*INSTRUCTIONS TO FOLLOW*. Search the records for "Ground" and copy each line that holds it.
***** RAW DATA *****
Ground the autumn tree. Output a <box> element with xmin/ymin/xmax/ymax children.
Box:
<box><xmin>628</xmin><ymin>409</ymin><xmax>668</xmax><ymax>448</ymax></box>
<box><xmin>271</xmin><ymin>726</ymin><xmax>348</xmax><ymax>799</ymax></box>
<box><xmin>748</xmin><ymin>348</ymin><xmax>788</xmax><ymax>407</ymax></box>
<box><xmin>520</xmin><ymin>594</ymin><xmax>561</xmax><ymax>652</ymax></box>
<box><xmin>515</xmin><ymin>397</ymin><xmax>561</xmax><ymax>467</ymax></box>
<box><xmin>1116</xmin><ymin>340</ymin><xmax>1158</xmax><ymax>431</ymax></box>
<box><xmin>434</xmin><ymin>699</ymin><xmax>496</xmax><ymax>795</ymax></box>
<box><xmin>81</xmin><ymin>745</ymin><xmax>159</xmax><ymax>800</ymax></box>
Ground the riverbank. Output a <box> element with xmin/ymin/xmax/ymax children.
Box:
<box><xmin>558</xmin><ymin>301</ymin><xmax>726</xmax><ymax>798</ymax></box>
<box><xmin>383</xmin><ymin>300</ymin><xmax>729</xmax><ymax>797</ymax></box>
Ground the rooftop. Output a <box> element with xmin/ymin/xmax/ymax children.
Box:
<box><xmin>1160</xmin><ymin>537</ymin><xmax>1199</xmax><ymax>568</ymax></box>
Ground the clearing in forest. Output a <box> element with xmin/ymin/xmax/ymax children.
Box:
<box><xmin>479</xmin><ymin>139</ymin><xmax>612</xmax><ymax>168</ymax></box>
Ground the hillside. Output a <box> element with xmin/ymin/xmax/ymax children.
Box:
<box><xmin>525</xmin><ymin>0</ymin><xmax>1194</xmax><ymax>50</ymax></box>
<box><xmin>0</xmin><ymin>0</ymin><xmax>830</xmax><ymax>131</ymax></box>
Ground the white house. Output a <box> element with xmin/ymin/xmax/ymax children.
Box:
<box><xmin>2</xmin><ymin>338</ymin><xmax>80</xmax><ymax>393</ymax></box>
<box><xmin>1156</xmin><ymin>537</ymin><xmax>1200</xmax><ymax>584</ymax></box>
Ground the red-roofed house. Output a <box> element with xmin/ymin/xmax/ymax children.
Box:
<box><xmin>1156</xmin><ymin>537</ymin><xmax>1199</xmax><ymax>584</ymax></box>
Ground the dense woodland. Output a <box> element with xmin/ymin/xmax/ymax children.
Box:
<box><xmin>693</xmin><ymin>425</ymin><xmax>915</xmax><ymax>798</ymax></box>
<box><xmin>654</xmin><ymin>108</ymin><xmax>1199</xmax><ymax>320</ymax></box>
*****
*RESULT FOR THIS TASK*.
Ground the autumn tree. Output a <box> element with xmin/ymin/xmax/ymax children.
Ground the riverbank. Output a <box> element with xmin/ymin/xmax/ymax children.
Ground the rooftop. Output a <box> element with xmin/ymin/xmax/ymax children.
Ground the clearing in forest. Output a <box> element with xmin/ymin/xmax/ymax children.
Ground the hillside. Output a <box> element with xmin/ymin/xmax/ymax children.
Ground the white house. Output a <box> element with xmin/ymin/xmax/ymax children.
Ground the red-roofed house. Output a <box> element with xmin/ymin/xmax/ymax children.
Ground the dense woodland. Output a <box> element with xmin/ymin/xmax/ymax children.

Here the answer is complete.